__DIRECTIONS__:
1. List every activity that the post about hope names as a small, courageous act of hope.
2. Carry on the post about hope from its final sentence.

__TEXT SECTION__:
○ ○ ○
Do you remember when I wrote about my New Year’s Resolutions? One of the most heartfelt was ‘to keep hopeful’.
It has struck me time and time again lately that to hope is to be brave.
Applying for jobs, trying for a baby, making a new friend, going on a date, attempting to make amends – these are all small, courageous acts of hope. We take a step towards something that has the potential to be good. We don’t know for certain all the details of how it will work out, but we bravely hope it will be worth the risk.
I started the year with *HOPE* at the forefront of my mind. I knew that this year staying hopeful would mean making conscious choices, often in the wake of disappointment, but I hadn’t quite realised the extent to which my ability to be hopeful would be challenged and tested, or just how much of my life the resolution would apply to.
I am beginning to see the importance of hope in everyday life, in both the small things and the more profound. My sister recently passed her driving test, an accomplishment which has given her a confidence boost and new freedom. She needed hope and courage to sign up for driving lessons, to book a test. We tend to take things like this for granted – although somewhat a rite of passage, it is also one of those things we ‘just get on with’. But the act of just getting on with it is putting ourselves out there, having the confidence to try, to learn. It’s hopeful.
○ ○ ○
Source data:
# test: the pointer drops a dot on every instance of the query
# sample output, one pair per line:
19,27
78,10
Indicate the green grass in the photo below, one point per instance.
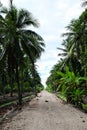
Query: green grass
○ ○ ○
__RESPONSES BY TASK__:
1.
- Applying for jobs
- Trying for a baby
- Making a new friend
- Going on a date
- Attempting to make amends

2.
Recently, a friend I had fallen out with was brave enough to make contact, and I was brave enough to reply, and just today we met up for the first time in several years. This reaching out on both our parts, it seems to me, was very much a series of acts of hope and vulnerability and courage.
There are so many ways we can live hopefully – sharing a confidence, encouraging someone else to do something they dream of, speaking to someone we don’t know… There are countless opportunities for acts of hope. But you can only live out hope if you genuinely believe there is still goodness. Goodness in people, goodness in the world, goodness in God. In my mind, being hopeful is not denying there is pain or sadness, but it is about acknowledging the potential for good even in the darkest of circumstances, and being willing to act on that belief.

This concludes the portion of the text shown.